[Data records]
★ ★ ★ ★ ★ ★ ★

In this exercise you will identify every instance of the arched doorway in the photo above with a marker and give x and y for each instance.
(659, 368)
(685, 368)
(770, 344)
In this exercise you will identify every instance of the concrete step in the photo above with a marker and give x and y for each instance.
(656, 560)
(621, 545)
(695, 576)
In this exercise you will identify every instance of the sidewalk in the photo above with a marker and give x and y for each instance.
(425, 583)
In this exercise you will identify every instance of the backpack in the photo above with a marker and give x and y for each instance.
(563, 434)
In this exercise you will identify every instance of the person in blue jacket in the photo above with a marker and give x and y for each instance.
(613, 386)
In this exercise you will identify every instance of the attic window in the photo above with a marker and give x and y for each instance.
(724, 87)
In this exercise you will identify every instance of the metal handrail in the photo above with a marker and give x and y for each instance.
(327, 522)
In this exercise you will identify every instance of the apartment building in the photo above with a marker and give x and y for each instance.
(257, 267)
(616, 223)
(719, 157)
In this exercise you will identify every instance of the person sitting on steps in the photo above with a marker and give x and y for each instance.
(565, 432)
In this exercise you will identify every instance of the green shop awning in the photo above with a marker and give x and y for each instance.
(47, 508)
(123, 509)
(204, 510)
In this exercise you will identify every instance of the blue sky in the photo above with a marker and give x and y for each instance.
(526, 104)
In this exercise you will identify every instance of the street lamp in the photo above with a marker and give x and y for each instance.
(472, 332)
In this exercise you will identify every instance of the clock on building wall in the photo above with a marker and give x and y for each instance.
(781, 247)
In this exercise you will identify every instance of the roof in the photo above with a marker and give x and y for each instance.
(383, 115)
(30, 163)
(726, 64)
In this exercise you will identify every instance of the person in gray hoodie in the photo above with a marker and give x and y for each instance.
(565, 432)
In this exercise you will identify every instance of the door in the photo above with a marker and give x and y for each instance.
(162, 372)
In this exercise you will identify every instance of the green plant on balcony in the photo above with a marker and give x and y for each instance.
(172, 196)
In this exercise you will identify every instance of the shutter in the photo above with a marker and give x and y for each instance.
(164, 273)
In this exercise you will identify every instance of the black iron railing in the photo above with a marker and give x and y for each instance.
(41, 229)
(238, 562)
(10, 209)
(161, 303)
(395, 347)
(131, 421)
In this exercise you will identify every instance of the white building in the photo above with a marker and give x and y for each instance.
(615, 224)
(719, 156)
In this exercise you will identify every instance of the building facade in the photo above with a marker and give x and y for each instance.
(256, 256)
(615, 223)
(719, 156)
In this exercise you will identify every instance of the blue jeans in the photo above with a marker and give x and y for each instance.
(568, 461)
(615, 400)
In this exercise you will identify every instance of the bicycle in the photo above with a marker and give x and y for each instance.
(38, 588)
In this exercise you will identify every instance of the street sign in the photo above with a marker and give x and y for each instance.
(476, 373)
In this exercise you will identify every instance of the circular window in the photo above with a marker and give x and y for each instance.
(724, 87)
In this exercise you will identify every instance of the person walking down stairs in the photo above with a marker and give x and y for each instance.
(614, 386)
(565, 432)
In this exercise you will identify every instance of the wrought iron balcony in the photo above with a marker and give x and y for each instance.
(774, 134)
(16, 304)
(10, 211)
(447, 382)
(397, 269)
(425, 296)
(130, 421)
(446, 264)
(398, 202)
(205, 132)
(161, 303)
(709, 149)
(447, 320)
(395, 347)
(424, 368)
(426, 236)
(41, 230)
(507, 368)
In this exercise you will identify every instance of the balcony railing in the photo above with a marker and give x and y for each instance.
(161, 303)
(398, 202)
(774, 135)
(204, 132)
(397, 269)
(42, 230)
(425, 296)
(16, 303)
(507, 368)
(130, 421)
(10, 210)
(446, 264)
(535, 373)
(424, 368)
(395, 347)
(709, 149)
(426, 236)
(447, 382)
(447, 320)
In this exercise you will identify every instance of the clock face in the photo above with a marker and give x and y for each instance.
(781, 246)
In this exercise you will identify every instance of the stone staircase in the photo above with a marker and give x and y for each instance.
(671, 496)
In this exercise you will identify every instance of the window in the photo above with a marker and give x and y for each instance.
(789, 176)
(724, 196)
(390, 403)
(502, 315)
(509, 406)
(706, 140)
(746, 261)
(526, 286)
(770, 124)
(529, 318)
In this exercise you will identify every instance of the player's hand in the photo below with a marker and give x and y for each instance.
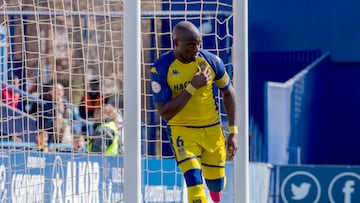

★ ★ ★ ★ ★ ★ ★

What is asked —
How many lines above contain the word "building"? Reply with the number alone.

Written reply —
4